● What you should do
Please restate the data below word for word, omitting all images.

● Given entries

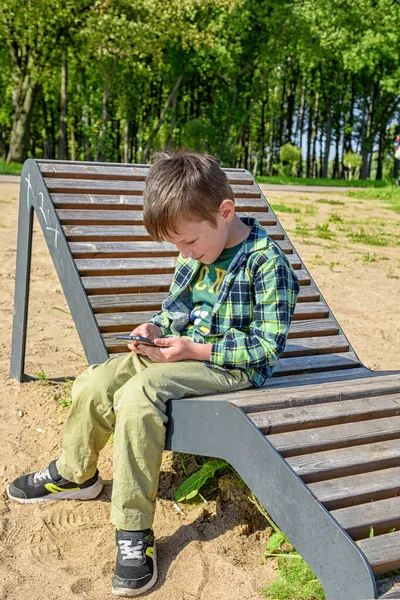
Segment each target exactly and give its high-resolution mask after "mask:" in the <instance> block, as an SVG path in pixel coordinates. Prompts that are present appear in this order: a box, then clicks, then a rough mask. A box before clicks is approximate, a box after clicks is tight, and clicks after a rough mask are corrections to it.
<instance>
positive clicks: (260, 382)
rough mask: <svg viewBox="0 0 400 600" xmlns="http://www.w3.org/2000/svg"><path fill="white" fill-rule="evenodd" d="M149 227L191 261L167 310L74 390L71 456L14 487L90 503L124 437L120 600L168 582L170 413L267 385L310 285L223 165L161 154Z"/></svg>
mask: <svg viewBox="0 0 400 600" xmlns="http://www.w3.org/2000/svg"><path fill="white" fill-rule="evenodd" d="M144 223H145V226H146V228H147V230H148V231H149V233H150V235H151V236H152V237H153V238H154V239H155V240H157V241H161V240H166V241H168V242H172V243H173V244H175V246H176V247H177V249H178V250H179V251H180V255H179V258H178V263H177V267H176V269H175V273H174V278H173V281H172V284H171V288H170V291H169V295H168V297H167V298H166V299H165V300H164V302H163V306H162V310H161V312H159V313H158V314H156V315H155V316H154V317H153V318H152V319H151V320H150V322H149V323H144V324H142V325H140V326H139V327H137V328H136V329H134V331H133V332H132V335H140V336H144V337H148V338H151V339H152V340H153V341H154V344H155V346H154V347H152V346H146V345H144V344H140V343H136V342H131V343H129V344H128V347H129V349H130V350H131V352H130V354H128V355H124V356H121V357H115V358H110V359H109V360H108V361H106V362H105V363H104V364H101V365H91V366H90V367H89V368H88V369H87V370H86V371H85V372H84V373H83V374H82V375H80V376H79V377H78V378H77V379H76V381H75V382H74V385H73V390H72V398H73V401H72V405H71V409H70V411H69V413H68V417H67V419H66V422H65V426H64V438H63V444H62V451H61V454H60V456H59V457H58V459H56V460H54V461H52V462H51V463H50V465H49V466H48V467H47V468H45V469H43V470H42V471H38V472H36V473H31V474H29V475H23V476H21V477H19V478H18V479H16V480H15V481H14V482H13V483H11V484H10V485H9V486H8V488H7V493H8V496H9V497H10V498H12V499H13V500H16V501H17V502H21V503H33V502H45V501H50V500H58V499H74V498H75V499H90V498H95V497H96V496H97V495H98V494H100V492H101V489H102V485H103V482H102V480H101V477H100V476H99V473H98V471H97V468H96V465H97V459H98V455H99V452H100V450H101V449H102V448H103V447H104V445H105V444H106V442H107V440H108V438H109V436H110V435H111V433H113V432H114V461H113V465H114V466H113V468H114V473H113V492H112V508H111V521H112V523H113V524H114V525H115V526H116V543H117V550H118V552H117V563H116V568H115V573H114V577H113V582H112V592H113V593H114V594H115V595H117V596H118V595H119V596H137V595H139V594H142V593H144V592H145V591H147V590H149V589H150V588H151V587H152V586H153V585H154V584H155V582H156V580H157V566H156V555H155V542H154V535H153V530H152V523H153V516H154V510H155V499H156V492H157V484H158V476H159V470H160V464H161V457H162V452H163V449H164V445H165V424H166V421H167V417H166V403H167V401H168V400H169V399H170V398H179V399H180V398H184V397H187V396H196V395H197V396H201V395H206V394H212V393H221V392H228V391H237V390H243V389H246V388H250V387H252V386H256V387H260V386H262V385H263V384H264V383H265V381H266V380H267V378H268V377H270V376H271V374H272V370H273V367H274V365H275V363H276V361H277V360H278V358H279V356H280V354H281V353H282V352H283V349H284V346H285V343H286V338H287V334H288V328H289V324H290V321H291V318H292V315H293V311H294V307H295V303H296V298H297V294H298V291H299V286H298V282H297V278H296V275H295V274H294V272H293V270H292V268H291V267H290V265H289V263H288V261H287V259H286V257H285V255H284V254H283V252H282V251H281V250H280V248H279V247H278V246H277V244H275V242H273V241H272V240H271V239H270V238H268V237H267V234H266V232H265V230H264V229H263V228H262V227H261V226H260V225H259V223H258V222H257V221H256V219H253V218H246V217H243V218H239V217H238V216H237V215H236V213H235V204H234V196H233V192H232V189H231V187H230V185H229V184H228V180H227V177H226V175H225V173H224V172H223V171H222V169H220V168H219V166H218V164H217V162H216V161H215V160H214V159H213V158H211V157H210V156H207V155H202V154H197V153H194V152H178V153H176V154H167V153H160V154H158V155H156V157H155V162H154V164H153V165H152V167H151V168H150V170H149V173H148V177H147V182H146V188H145V194H144Z"/></svg>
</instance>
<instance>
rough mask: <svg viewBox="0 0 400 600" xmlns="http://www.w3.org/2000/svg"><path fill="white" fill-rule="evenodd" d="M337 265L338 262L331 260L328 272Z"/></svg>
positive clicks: (338, 263)
mask: <svg viewBox="0 0 400 600" xmlns="http://www.w3.org/2000/svg"><path fill="white" fill-rule="evenodd" d="M337 265H340V262H339V261H338V260H331V262H330V263H329V268H330V270H331V271H333V270H334V268H335V267H336V266H337Z"/></svg>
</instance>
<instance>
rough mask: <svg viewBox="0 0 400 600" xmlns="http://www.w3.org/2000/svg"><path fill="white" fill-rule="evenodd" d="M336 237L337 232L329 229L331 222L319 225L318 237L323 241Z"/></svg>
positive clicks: (320, 223)
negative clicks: (329, 226) (335, 236)
mask: <svg viewBox="0 0 400 600" xmlns="http://www.w3.org/2000/svg"><path fill="white" fill-rule="evenodd" d="M335 235H336V234H335V232H334V231H331V230H330V229H329V222H327V223H320V224H319V225H317V237H319V238H321V239H323V240H331V239H333V238H334V237H335Z"/></svg>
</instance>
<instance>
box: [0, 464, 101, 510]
mask: <svg viewBox="0 0 400 600" xmlns="http://www.w3.org/2000/svg"><path fill="white" fill-rule="evenodd" d="M102 489H103V480H102V478H101V477H100V475H99V472H98V471H96V473H95V475H94V477H91V479H88V480H87V481H85V482H84V483H81V484H78V483H73V482H72V481H67V480H66V479H63V478H62V477H61V475H60V474H59V472H58V471H57V467H56V461H55V460H53V461H52V462H51V463H50V464H49V466H48V467H46V468H45V469H43V470H42V471H38V472H36V473H30V474H29V475H21V477H18V478H17V479H15V480H14V481H13V482H12V483H10V484H9V485H8V487H7V495H8V497H9V498H11V500H15V501H16V502H20V503H21V504H34V503H36V502H52V501H54V500H90V499H91V498H96V496H98V495H99V494H100V492H101V490H102Z"/></svg>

● Result
Segment each target exactly and give its high-resolution mask after "mask:" in the <instance> block, as an SVG path in pixel coordinates. Prompts that are present appear in this order: a box, then clicks, then a rough mask. A box before clicks is approximate, a box after clicks is tight, and clicks after a rough mask are corrections to it.
<instance>
positive clicks: (260, 382)
rough mask: <svg viewBox="0 0 400 600" xmlns="http://www.w3.org/2000/svg"><path fill="white" fill-rule="evenodd" d="M149 227L191 261L167 310L74 390L71 456L14 487L90 503L124 437L120 600L168 582L170 413L267 385L310 285L223 165L161 154Z"/></svg>
mask: <svg viewBox="0 0 400 600" xmlns="http://www.w3.org/2000/svg"><path fill="white" fill-rule="evenodd" d="M144 223H145V226H146V228H147V230H148V231H149V233H150V235H151V236H152V237H153V238H154V239H155V240H157V241H161V240H166V241H168V242H172V243H173V244H175V246H176V247H177V249H178V250H179V251H180V255H179V258H178V263H177V267H176V269H175V273H174V278H173V281H172V284H171V288H170V291H169V295H168V297H167V298H166V299H165V300H164V302H163V306H162V310H161V312H159V313H158V314H156V315H155V316H154V317H153V318H152V319H151V320H150V322H149V323H144V324H142V325H140V326H139V327H137V328H136V329H134V331H133V332H132V335H140V336H144V337H148V338H151V339H152V340H153V341H154V344H155V346H154V347H152V346H146V345H144V344H140V343H136V342H131V343H129V344H128V347H129V349H130V350H131V352H130V354H128V355H124V356H121V357H115V358H110V359H109V360H108V361H106V362H105V363H104V364H101V365H91V366H90V367H89V368H88V369H87V370H86V371H85V372H84V373H83V374H82V375H80V376H79V377H78V378H77V379H76V381H75V382H74V385H73V390H72V398H73V401H72V405H71V409H70V411H69V413H68V417H67V419H66V422H65V426H64V438H63V444H62V451H61V454H60V456H59V457H58V459H56V460H54V461H52V462H51V463H50V465H49V466H48V467H47V468H45V469H43V470H42V471H38V472H36V473H31V474H29V475H23V476H21V477H19V478H18V479H16V480H15V481H14V482H13V483H11V484H10V485H9V486H8V488H7V493H8V496H9V497H10V498H12V499H13V500H16V501H17V502H21V503H33V502H45V501H50V500H58V499H74V498H75V499H90V498H95V497H96V496H97V495H98V494H100V492H101V489H102V485H103V482H102V480H101V477H100V476H99V473H98V471H97V468H96V465H97V459H98V455H99V452H100V450H101V449H102V448H103V447H104V445H105V444H106V442H107V440H108V438H109V436H110V435H111V433H113V432H114V461H113V465H114V466H113V468H114V473H113V492H112V508H111V521H112V523H113V524H114V525H115V526H116V543H117V550H118V552H117V563H116V568H115V573H114V577H113V582H112V592H113V593H114V594H115V595H117V596H118V595H119V596H137V595H139V594H142V593H144V592H145V591H147V590H149V589H150V588H151V587H152V586H153V585H154V584H155V582H156V580H157V566H156V555H155V542H154V535H153V530H152V523H153V516H154V510H155V499H156V492H157V484H158V476H159V470H160V464H161V457H162V452H163V449H164V445H165V424H166V421H167V417H166V403H167V401H168V400H169V399H170V398H179V399H180V398H184V397H187V396H196V395H197V396H201V395H206V394H212V393H221V392H228V391H237V390H243V389H246V388H250V387H252V386H256V387H260V386H262V385H263V384H264V383H265V381H266V380H267V378H268V377H270V376H271V374H272V370H273V367H274V365H275V363H276V361H277V360H278V358H279V356H280V354H281V353H282V352H283V349H284V346H285V343H286V338H287V334H288V328H289V324H290V321H291V318H292V315H293V311H294V307H295V303H296V298H297V294H298V291H299V286H298V282H297V278H296V275H295V274H294V272H293V270H292V268H291V267H290V265H289V263H288V261H287V259H286V257H285V255H284V254H283V252H282V251H281V250H280V248H279V247H278V246H277V244H275V242H273V241H272V240H271V239H270V238H268V237H267V234H266V232H265V230H264V229H263V228H262V227H261V226H260V225H259V223H258V222H257V221H256V219H253V218H246V217H243V218H239V217H238V216H237V215H236V213H235V204H234V196H233V192H232V189H231V187H230V185H229V184H228V180H227V177H226V175H225V173H224V172H223V171H222V169H220V168H219V166H218V164H217V162H216V161H215V160H214V159H213V158H211V157H210V156H207V155H202V154H197V153H194V152H178V153H176V154H167V153H160V154H158V155H156V157H155V162H154V164H153V165H152V167H151V168H150V170H149V173H148V177H147V182H146V188H145V194H144Z"/></svg>
</instance>
<instance>
rough mask: <svg viewBox="0 0 400 600" xmlns="http://www.w3.org/2000/svg"><path fill="white" fill-rule="evenodd" d="M337 265L338 262L331 260L328 272Z"/></svg>
positive clicks: (338, 263)
mask: <svg viewBox="0 0 400 600" xmlns="http://www.w3.org/2000/svg"><path fill="white" fill-rule="evenodd" d="M337 265H340V262H339V261H338V260H331V262H330V263H329V268H330V270H331V271H333V270H334V268H335V267H336V266H337Z"/></svg>
</instance>
<instance>
rough mask: <svg viewBox="0 0 400 600" xmlns="http://www.w3.org/2000/svg"><path fill="white" fill-rule="evenodd" d="M336 237L337 232L329 229L331 222L319 225L318 237L323 241Z"/></svg>
positive clicks: (320, 223)
negative clicks: (329, 226) (335, 236)
mask: <svg viewBox="0 0 400 600" xmlns="http://www.w3.org/2000/svg"><path fill="white" fill-rule="evenodd" d="M335 235H336V234H335V232H334V231H331V230H330V229H329V222H327V223H320V224H319V225H317V237H319V238H321V239H323V240H331V239H333V238H334V237H335Z"/></svg>
</instance>
<instance>
box: [0, 464, 101, 510]
mask: <svg viewBox="0 0 400 600" xmlns="http://www.w3.org/2000/svg"><path fill="white" fill-rule="evenodd" d="M102 489H103V480H102V478H101V477H100V475H99V472H98V471H96V473H95V475H94V477H91V479H88V480H87V481H85V482H84V483H81V484H78V483H73V482H72V481H67V480H66V479H63V478H62V477H61V475H60V474H59V472H58V471H57V467H56V461H55V460H53V461H52V462H51V463H50V464H49V466H48V467H46V468H45V469H43V470H42V471H38V472H36V473H30V474H29V475H21V477H18V478H17V479H15V480H14V481H13V482H12V483H10V484H9V485H8V487H7V495H8V497H9V498H11V500H15V501H16V502H20V503H21V504H34V503H36V502H52V501H54V500H90V499H91V498H96V496H98V495H99V494H100V492H101V490H102Z"/></svg>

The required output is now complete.